→ What is asked: Retype the material in full, keeping every word the same.
BEGIN
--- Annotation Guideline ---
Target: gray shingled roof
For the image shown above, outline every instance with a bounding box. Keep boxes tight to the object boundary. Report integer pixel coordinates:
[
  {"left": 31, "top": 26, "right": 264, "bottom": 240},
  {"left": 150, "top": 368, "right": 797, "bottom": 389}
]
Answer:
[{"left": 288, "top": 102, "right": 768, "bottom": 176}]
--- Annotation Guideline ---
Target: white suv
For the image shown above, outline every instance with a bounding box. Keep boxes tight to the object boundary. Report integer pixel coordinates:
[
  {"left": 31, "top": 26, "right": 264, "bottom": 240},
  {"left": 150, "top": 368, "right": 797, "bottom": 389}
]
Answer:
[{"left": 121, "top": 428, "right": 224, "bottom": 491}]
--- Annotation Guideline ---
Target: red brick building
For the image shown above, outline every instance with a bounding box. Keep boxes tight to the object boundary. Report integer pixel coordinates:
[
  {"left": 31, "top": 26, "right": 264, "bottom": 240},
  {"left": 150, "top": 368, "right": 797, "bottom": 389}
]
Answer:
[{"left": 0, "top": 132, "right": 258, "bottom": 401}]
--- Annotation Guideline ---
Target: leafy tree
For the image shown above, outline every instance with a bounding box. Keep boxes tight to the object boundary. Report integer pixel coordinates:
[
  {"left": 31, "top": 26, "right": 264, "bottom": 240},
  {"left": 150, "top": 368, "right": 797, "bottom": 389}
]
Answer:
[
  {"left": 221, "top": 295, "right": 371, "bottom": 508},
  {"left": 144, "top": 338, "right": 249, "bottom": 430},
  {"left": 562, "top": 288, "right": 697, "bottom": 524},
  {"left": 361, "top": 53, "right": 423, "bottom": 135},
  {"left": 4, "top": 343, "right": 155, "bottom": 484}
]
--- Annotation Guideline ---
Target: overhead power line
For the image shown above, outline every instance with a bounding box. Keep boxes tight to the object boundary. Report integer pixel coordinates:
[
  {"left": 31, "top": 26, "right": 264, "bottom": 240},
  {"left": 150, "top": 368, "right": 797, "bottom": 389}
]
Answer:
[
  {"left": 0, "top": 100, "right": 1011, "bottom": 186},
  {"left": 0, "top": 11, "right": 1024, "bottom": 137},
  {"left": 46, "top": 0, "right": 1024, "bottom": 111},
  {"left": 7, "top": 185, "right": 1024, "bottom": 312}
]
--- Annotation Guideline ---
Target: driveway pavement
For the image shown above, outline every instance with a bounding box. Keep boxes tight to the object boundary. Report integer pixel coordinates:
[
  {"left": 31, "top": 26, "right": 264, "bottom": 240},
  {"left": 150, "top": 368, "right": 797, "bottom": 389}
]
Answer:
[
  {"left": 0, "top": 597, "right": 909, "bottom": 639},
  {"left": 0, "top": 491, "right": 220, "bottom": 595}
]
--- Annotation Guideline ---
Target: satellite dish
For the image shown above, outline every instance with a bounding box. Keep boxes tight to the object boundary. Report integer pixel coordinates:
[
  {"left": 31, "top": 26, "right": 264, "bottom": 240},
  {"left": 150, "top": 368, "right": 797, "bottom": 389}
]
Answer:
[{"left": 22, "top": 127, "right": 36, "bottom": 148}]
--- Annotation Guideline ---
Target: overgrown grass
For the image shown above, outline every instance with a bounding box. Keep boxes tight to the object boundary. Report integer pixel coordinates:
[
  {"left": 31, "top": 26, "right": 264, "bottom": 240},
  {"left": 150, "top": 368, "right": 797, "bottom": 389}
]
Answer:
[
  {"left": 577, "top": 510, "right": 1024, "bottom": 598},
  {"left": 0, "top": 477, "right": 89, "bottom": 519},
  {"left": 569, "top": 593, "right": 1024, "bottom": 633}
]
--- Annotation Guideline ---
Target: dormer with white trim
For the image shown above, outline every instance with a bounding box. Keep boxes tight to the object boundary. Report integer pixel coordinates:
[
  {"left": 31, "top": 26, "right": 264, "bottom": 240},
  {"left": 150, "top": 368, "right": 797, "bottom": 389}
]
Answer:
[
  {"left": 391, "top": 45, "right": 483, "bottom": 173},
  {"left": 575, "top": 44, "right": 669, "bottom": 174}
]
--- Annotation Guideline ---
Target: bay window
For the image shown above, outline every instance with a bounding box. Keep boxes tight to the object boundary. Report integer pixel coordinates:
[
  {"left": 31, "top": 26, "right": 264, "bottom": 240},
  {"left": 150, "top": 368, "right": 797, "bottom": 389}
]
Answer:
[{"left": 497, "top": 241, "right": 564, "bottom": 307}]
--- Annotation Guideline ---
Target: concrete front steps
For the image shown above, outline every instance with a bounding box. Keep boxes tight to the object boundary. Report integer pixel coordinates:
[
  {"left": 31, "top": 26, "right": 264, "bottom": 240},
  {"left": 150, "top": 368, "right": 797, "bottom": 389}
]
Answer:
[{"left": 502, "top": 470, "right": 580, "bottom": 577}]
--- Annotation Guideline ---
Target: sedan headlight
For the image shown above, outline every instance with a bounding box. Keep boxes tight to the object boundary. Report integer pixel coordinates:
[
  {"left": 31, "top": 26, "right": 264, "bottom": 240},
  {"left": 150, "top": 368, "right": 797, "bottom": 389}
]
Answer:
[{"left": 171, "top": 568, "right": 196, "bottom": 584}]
END
→ Exercise response:
--- Annotation Guideline ---
Target: gray shingled roof
For the image shown above, outline every instance with a bounding box. Keep boxes tight to the object boundary. Report integer pixel coordinates:
[
  {"left": 31, "top": 26, "right": 264, "bottom": 240},
  {"left": 150, "top": 368, "right": 797, "bottom": 389}
]
Answer:
[{"left": 288, "top": 102, "right": 768, "bottom": 176}]
--- Annotation Guideline ---
Target: white suv
For the image shown above, outline every instance with a bounding box. Keep boxes tight to the object boundary. Report integer pixel coordinates:
[
  {"left": 31, "top": 26, "right": 264, "bottom": 240},
  {"left": 150, "top": 368, "right": 797, "bottom": 389}
]
Answer:
[{"left": 121, "top": 428, "right": 224, "bottom": 491}]
--- Annotation Guideline ---
Target: red brick building
For the image shown above, outline every instance with a bounding box. Keep boxes tight to the object boundary. Report integer pixel coordinates:
[
  {"left": 31, "top": 26, "right": 264, "bottom": 240},
  {"left": 150, "top": 368, "right": 797, "bottom": 389}
]
Answer:
[{"left": 0, "top": 132, "right": 258, "bottom": 401}]
--- Annotation Guideline ---
Target: leafy tree
For the image shown above, outline every instance with a bounding box. Keep boxes tight to the object boundary. Report integer pixel coordinates:
[
  {"left": 31, "top": 26, "right": 264, "bottom": 240},
  {"left": 150, "top": 368, "right": 797, "bottom": 389}
]
Answer:
[
  {"left": 221, "top": 295, "right": 371, "bottom": 508},
  {"left": 144, "top": 338, "right": 249, "bottom": 430},
  {"left": 562, "top": 288, "right": 697, "bottom": 524},
  {"left": 361, "top": 53, "right": 423, "bottom": 135},
  {"left": 4, "top": 343, "right": 155, "bottom": 484}
]
--- Annotation Guideline ---
Target: overhead power line
For the image shown above, outline every instance with a bounding box. Keep boxes tight to the object boundary. Report integer pixel coordinates:
[
  {"left": 31, "top": 26, "right": 264, "bottom": 240},
  {"left": 150, "top": 368, "right": 797, "bottom": 389}
]
Answer:
[
  {"left": 0, "top": 100, "right": 1011, "bottom": 186},
  {"left": 0, "top": 11, "right": 1024, "bottom": 137},
  {"left": 46, "top": 0, "right": 1024, "bottom": 111},
  {"left": 7, "top": 185, "right": 1024, "bottom": 312}
]
--- Annotation Guideline ---
Target: driveway pavement
For the image shown above, outline every instance with a bounding box. Keep boxes tight to the object boundary. Report integer pixel coordinates:
[
  {"left": 31, "top": 26, "right": 264, "bottom": 240},
  {"left": 150, "top": 368, "right": 797, "bottom": 389}
]
Answer:
[
  {"left": 0, "top": 597, "right": 909, "bottom": 639},
  {"left": 0, "top": 491, "right": 220, "bottom": 595}
]
--- Annotation Guideline ---
Target: satellite dish
For the image shown above, outline every instance with a bounding box. Keep boxes tight to the object boundary. Report integer pixel coordinates:
[
  {"left": 31, "top": 26, "right": 264, "bottom": 240},
  {"left": 150, "top": 368, "right": 797, "bottom": 389}
]
Answer:
[{"left": 22, "top": 127, "right": 36, "bottom": 148}]
--- Annotation Guideline ---
Target: overgrown grass
For the image shown above, outline every instance with a bounding box. Keep boxes tight to the object boundary. Report integer pixel coordinates:
[
  {"left": 31, "top": 26, "right": 264, "bottom": 240},
  {"left": 150, "top": 368, "right": 797, "bottom": 389}
]
Answer:
[
  {"left": 577, "top": 510, "right": 1024, "bottom": 598},
  {"left": 0, "top": 477, "right": 89, "bottom": 519},
  {"left": 569, "top": 593, "right": 1024, "bottom": 633}
]
--- Annotation Guideline ---
Target: dormer with white trim
For the image shown above, outline every instance with a bounding box. Keep boxes tight to the object boundary. Report integer pixel coordinates:
[
  {"left": 31, "top": 26, "right": 264, "bottom": 240},
  {"left": 150, "top": 368, "right": 797, "bottom": 389}
]
Answer:
[
  {"left": 391, "top": 45, "right": 483, "bottom": 173},
  {"left": 575, "top": 44, "right": 669, "bottom": 174}
]
--- Annotation Guideline ---
Target: bay window
For the image shown above, outline every instance with a bounding box. Keep boxes tight to the object boundary. Report integer pixel coordinates:
[
  {"left": 31, "top": 26, "right": 264, "bottom": 240},
  {"left": 150, "top": 368, "right": 797, "bottom": 389}
]
Answer:
[{"left": 497, "top": 241, "right": 564, "bottom": 307}]
--- Annotation Guideline ---
Target: concrete front steps
For the image shown above, outline every instance with a bounding box. Keep boxes tight to the object boundary. Report integer pixel coordinates:
[
  {"left": 31, "top": 26, "right": 264, "bottom": 240},
  {"left": 150, "top": 368, "right": 797, "bottom": 389}
]
Answer:
[{"left": 502, "top": 470, "right": 580, "bottom": 577}]
--- Annotation Guideline ---
Target: sedan headlight
For the image shown above, outline every instance with a bounding box. Keep boxes tight to the object boundary. Report integer pixel coordinates:
[
  {"left": 31, "top": 26, "right": 264, "bottom": 240},
  {"left": 150, "top": 368, "right": 797, "bottom": 389}
]
Answer:
[{"left": 171, "top": 568, "right": 196, "bottom": 584}]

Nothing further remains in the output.